● **INSTRUCTIONS FOR THE TASK**
Put each line of the records below into a JSON list of strings, one string per line, and leave out any blank lines.

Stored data
· · · · ·
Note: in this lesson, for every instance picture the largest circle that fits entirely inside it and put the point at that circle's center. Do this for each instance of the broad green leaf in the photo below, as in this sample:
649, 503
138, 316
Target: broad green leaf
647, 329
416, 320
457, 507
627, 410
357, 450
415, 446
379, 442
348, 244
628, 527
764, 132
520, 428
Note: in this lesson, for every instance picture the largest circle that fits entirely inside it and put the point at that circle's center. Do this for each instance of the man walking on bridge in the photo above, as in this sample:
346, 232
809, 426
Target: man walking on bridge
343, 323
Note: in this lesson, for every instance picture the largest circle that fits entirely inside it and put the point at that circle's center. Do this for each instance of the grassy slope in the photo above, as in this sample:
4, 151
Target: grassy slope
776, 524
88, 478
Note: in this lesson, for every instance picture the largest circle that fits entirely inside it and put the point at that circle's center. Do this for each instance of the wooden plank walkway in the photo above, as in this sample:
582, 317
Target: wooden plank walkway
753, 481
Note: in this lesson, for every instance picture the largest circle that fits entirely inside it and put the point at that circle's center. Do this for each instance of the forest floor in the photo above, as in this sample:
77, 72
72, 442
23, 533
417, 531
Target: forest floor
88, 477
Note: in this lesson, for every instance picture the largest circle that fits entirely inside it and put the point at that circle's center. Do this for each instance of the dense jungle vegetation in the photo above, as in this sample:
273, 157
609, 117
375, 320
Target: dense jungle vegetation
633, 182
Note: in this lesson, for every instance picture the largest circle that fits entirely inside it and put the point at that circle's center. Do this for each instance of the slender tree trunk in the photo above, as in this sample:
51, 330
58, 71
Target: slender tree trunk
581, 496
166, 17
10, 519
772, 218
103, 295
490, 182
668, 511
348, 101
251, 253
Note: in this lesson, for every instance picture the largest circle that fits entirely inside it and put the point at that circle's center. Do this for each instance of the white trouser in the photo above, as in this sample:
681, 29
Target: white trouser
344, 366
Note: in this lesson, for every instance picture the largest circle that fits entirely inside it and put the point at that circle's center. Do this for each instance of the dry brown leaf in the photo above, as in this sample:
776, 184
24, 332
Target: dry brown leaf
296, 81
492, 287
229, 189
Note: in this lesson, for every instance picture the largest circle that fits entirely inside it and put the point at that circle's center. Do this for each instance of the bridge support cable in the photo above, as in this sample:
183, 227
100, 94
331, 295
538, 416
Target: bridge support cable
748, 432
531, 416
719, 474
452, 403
· · · · ·
● **RESPONSE FOR THIS EXERCISE**
[
  "Note: in this lesson, for every instance picture the largest circle that fits entirely inside it and put the point at that circle's center. Do this for each instance of the broad green leaf in the photo below, as in this sample:",
  "649, 503",
  "138, 316",
  "Target: broad green leaf",
  "647, 329",
  "416, 320",
  "457, 507",
  "627, 410",
  "357, 450",
  "415, 446",
  "379, 442",
  "348, 244",
  "628, 527",
  "764, 132",
  "520, 428",
  "Note: in this lesson, for every instance picture the largest circle that fits entirely inside it and put the point at that circle's center. Do this for each instance of the man walking on bridge in the photo above, as in this sample:",
  "346, 232",
  "809, 426",
  "Target: man walking on bridge",
  "343, 323",
  "Note: in this lesson, for every instance picture the largest circle that fits entirely inside it and put the point at that circle's center. Do this for each instance of the grassy slope in the photo above, as in this sample:",
  "4, 151",
  "Target: grassy slope",
  "776, 524",
  "88, 478",
  "Note: in this lesson, for every instance picture the largest circle that fits entirely inside it and put the point at that circle's center. Do this for each instance of the wooden plank walkway in the photo above, as in this sample:",
  "582, 317",
  "Target: wooden plank walkway",
  "753, 481",
  "Note: in this lesson, for every instance picture the largest circle that fits entirely inside it and put the point at that circle's center. Do this for each instance of the forest floor in the photo above, as in this sample:",
  "77, 72",
  "72, 442",
  "23, 533",
  "417, 531",
  "Target: forest floor",
  "88, 477",
  "Note: in this lesson, for every instance picture the largest circle that fits entirely inside it and put the point at that circle's center. Do this for each instance of the dense jungle vegetation in the photo above, as in this sample:",
  "273, 157",
  "609, 117",
  "375, 320",
  "Target: dense jungle vegetation",
  "633, 182",
  "Note: in this lesson, for every instance picture the largest circle that fits entirely inside it and put the point at that circle's center. Do this for each instance of the slender tree trunk in the photo above, as in this sample:",
  "51, 330",
  "58, 71",
  "Target: slender tree trunk",
  "581, 496",
  "166, 17",
  "10, 519",
  "772, 218",
  "103, 295",
  "490, 182",
  "668, 511",
  "348, 101",
  "251, 253",
  "Note: in this lesson, for every instance picture the largest circle that fits entirely inside it and put the point at that circle's center. Do this for each instance of the white trouser in the photo above, as in this sample:",
  "681, 29",
  "Target: white trouser",
  "344, 366",
  "Note: in this lesson, for every instance picture the largest circle that fits entirely inside it and put the point at that circle's center. Do this for each instance of the dry brown leaf in the photo above, as in this sample:",
  "776, 184",
  "24, 332",
  "Target: dry brown leaf",
  "296, 81",
  "492, 287",
  "229, 189",
  "Note: in this lesson, for every instance picture the largest circle that fits entirely inside it and put the point at that circle's center. Do this for each instance of the bridge support cable in the photo above, as in this sample:",
  "183, 227",
  "100, 94",
  "331, 295",
  "538, 416",
  "Target: bridge support cable",
  "748, 432",
  "531, 416",
  "719, 474",
  "452, 403"
]